**THE REQUEST:**
Rewrite every line of the entries, substituting "area" for each occurrence of "region" and leaving everything else as it is. Do not include the pictures in your answer.

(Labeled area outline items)

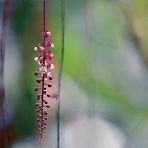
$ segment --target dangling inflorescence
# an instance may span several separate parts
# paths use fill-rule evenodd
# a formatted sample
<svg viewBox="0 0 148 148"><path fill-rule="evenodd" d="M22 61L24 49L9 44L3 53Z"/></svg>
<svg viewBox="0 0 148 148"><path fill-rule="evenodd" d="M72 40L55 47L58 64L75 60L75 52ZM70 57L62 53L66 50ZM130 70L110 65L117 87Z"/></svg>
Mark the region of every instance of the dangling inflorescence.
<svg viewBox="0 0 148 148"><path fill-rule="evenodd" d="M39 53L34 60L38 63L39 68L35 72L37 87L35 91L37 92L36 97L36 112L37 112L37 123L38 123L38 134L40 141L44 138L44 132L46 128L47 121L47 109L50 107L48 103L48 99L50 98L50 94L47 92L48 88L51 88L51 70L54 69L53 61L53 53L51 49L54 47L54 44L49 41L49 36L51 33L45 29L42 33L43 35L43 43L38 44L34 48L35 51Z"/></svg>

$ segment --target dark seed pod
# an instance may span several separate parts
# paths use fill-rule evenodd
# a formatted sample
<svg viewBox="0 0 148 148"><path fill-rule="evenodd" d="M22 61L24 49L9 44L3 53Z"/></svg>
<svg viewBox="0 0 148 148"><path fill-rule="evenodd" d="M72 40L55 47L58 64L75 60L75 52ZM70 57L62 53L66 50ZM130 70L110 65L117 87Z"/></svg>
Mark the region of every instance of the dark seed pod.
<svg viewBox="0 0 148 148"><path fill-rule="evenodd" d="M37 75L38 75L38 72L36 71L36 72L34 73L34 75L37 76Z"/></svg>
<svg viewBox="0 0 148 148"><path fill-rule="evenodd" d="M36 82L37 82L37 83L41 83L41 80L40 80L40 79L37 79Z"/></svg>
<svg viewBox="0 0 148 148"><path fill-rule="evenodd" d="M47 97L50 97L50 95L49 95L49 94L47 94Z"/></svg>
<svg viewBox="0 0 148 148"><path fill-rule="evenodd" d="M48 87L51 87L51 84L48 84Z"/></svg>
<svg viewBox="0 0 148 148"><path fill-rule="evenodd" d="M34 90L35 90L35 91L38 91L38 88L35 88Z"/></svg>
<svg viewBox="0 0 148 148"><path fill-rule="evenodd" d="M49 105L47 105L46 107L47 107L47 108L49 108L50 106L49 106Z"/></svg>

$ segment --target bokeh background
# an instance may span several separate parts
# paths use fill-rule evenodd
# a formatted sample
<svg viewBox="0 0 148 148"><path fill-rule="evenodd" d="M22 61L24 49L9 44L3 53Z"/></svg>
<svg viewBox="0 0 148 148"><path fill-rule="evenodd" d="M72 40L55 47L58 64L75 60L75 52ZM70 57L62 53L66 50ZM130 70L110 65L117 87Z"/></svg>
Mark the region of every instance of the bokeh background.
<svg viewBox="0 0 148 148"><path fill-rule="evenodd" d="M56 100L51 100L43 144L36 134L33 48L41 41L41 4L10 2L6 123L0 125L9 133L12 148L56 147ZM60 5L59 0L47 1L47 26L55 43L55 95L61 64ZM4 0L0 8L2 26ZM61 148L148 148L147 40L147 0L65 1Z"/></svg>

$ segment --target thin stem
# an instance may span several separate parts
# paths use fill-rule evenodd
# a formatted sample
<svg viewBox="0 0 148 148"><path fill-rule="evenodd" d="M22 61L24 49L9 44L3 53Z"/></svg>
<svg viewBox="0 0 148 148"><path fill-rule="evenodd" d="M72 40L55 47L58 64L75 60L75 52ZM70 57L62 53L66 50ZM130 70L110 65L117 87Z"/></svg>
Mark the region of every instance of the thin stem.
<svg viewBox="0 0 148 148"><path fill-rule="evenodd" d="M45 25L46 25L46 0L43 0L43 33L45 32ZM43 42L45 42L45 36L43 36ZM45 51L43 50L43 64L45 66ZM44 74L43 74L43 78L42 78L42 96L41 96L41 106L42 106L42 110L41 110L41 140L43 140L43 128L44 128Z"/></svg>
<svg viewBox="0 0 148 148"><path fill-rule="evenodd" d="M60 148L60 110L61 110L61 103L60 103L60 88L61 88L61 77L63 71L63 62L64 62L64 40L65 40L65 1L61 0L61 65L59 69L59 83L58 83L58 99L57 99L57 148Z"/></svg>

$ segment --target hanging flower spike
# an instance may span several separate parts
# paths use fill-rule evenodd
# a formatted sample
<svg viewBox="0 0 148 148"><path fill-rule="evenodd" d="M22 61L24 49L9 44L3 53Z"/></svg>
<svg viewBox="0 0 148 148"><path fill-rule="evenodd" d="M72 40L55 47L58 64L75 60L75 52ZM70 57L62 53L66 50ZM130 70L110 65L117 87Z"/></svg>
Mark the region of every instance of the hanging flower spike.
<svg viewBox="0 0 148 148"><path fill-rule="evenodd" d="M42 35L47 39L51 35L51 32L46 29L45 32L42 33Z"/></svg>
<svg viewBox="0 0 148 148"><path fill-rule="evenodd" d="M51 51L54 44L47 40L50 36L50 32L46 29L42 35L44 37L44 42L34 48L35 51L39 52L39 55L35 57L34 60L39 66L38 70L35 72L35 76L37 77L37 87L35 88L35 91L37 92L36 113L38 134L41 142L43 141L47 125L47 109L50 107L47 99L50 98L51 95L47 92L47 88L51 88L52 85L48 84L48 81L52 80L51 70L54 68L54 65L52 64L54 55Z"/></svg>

**EXERCISE SOLUTION:**
$ segment --target dangling inflorescence
# an instance may span several separate parts
# paths use fill-rule evenodd
# a formatted sample
<svg viewBox="0 0 148 148"><path fill-rule="evenodd" d="M22 61L24 49L9 44L3 53Z"/></svg>
<svg viewBox="0 0 148 148"><path fill-rule="evenodd" d="M72 40L55 47L58 64L75 60L75 52ZM70 57L62 53L66 50ZM130 70L110 65L117 87Z"/></svg>
Mark the area of every instance of the dangling inflorescence.
<svg viewBox="0 0 148 148"><path fill-rule="evenodd" d="M39 53L34 60L38 63L39 68L35 72L37 87L35 91L37 92L36 97L36 112L37 112L37 123L38 123L38 134L40 141L44 138L44 132L46 128L47 121L47 109L50 107L48 103L48 99L50 98L50 94L47 92L48 88L51 88L51 70L54 69L53 61L53 53L51 49L54 47L54 44L49 41L49 36L51 33L45 29L42 33L43 35L43 43L38 44L34 48L35 51Z"/></svg>

$ segment --target dark seed pod
# an instance may span several separate parts
# paths use fill-rule evenodd
# a formatted sample
<svg viewBox="0 0 148 148"><path fill-rule="evenodd" d="M22 61L24 49L9 44L3 53Z"/></svg>
<svg viewBox="0 0 148 148"><path fill-rule="evenodd" d="M72 40L55 47L58 64L75 60L75 52ZM70 57L62 53L66 50ZM130 70L110 65L117 87Z"/></svg>
Mark the area of every instance of the dark seed pod.
<svg viewBox="0 0 148 148"><path fill-rule="evenodd" d="M37 75L38 75L38 72L36 71L36 72L34 73L34 75L37 76Z"/></svg>
<svg viewBox="0 0 148 148"><path fill-rule="evenodd" d="M36 82L37 82L37 83L41 83L41 80L40 80L40 79L37 79Z"/></svg>
<svg viewBox="0 0 148 148"><path fill-rule="evenodd" d="M47 97L50 97L50 95L49 95L49 94L47 94Z"/></svg>
<svg viewBox="0 0 148 148"><path fill-rule="evenodd" d="M48 87L51 87L51 84L48 84Z"/></svg>
<svg viewBox="0 0 148 148"><path fill-rule="evenodd" d="M34 90L35 90L35 91L38 91L38 88L35 88Z"/></svg>
<svg viewBox="0 0 148 148"><path fill-rule="evenodd" d="M49 105L47 105L46 107L47 107L47 108L49 108L50 106L49 106Z"/></svg>

$ segment --target bokeh background
# an instance may span several separate parts
# paths use fill-rule evenodd
# a formatted sample
<svg viewBox="0 0 148 148"><path fill-rule="evenodd" d="M22 61L24 49L9 44L3 53Z"/></svg>
<svg viewBox="0 0 148 148"><path fill-rule="evenodd" d="M72 40L55 47L58 64L75 60L75 52ZM70 57L62 53L66 50ZM130 70L110 65L117 87Z"/></svg>
Mark the area of every instance of the bokeh background.
<svg viewBox="0 0 148 148"><path fill-rule="evenodd" d="M56 100L51 100L43 144L36 134L33 48L41 41L41 4L10 2L6 123L0 125L9 133L12 148L56 147ZM60 5L59 0L47 1L47 26L55 43L55 95L61 64ZM4 0L0 8L2 26ZM61 148L148 148L147 40L147 0L65 1Z"/></svg>

$ segment --target thin stem
# an instance may span several separate parts
# paths use fill-rule evenodd
# a formatted sample
<svg viewBox="0 0 148 148"><path fill-rule="evenodd" d="M22 61L24 49L9 44L3 53Z"/></svg>
<svg viewBox="0 0 148 148"><path fill-rule="evenodd" d="M72 40L55 47L58 64L75 60L75 52ZM70 57L62 53L66 50ZM130 70L110 65L117 87Z"/></svg>
Mark the area of every instance of the thin stem.
<svg viewBox="0 0 148 148"><path fill-rule="evenodd" d="M45 25L46 25L46 0L43 0L43 33L45 32ZM43 42L45 42L45 36L43 36ZM45 51L43 50L43 64L45 66ZM44 74L43 74L43 78L42 78L42 96L41 96L41 106L42 106L42 110L41 110L41 140L43 140L43 128L44 128Z"/></svg>
<svg viewBox="0 0 148 148"><path fill-rule="evenodd" d="M60 148L60 110L61 110L61 103L60 103L60 88L61 88L61 77L63 71L63 62L64 62L64 40L65 40L65 1L61 0L61 65L59 69L59 83L58 83L58 99L57 99L57 148Z"/></svg>

$ segment --target hanging flower spike
# an instance may span several separate parts
# paths use fill-rule evenodd
# a formatted sample
<svg viewBox="0 0 148 148"><path fill-rule="evenodd" d="M22 61L24 49L9 44L3 53Z"/></svg>
<svg viewBox="0 0 148 148"><path fill-rule="evenodd" d="M72 40L55 47L58 64L75 60L75 52ZM70 57L62 53L66 50ZM130 70L110 65L117 87Z"/></svg>
Mark the area of every instance of the hanging flower spike.
<svg viewBox="0 0 148 148"><path fill-rule="evenodd" d="M42 35L47 39L51 35L51 32L46 29L45 32L42 33Z"/></svg>
<svg viewBox="0 0 148 148"><path fill-rule="evenodd" d="M51 51L54 44L47 40L50 36L50 32L46 29L42 35L44 37L44 42L34 48L35 51L39 52L39 55L35 57L34 60L39 66L38 70L35 72L35 76L37 77L37 87L35 88L35 91L37 92L36 113L38 134L41 142L43 141L47 125L47 109L50 107L47 99L50 98L51 95L47 92L47 88L51 88L52 85L48 84L48 81L52 80L51 70L54 68L54 65L52 64L54 55Z"/></svg>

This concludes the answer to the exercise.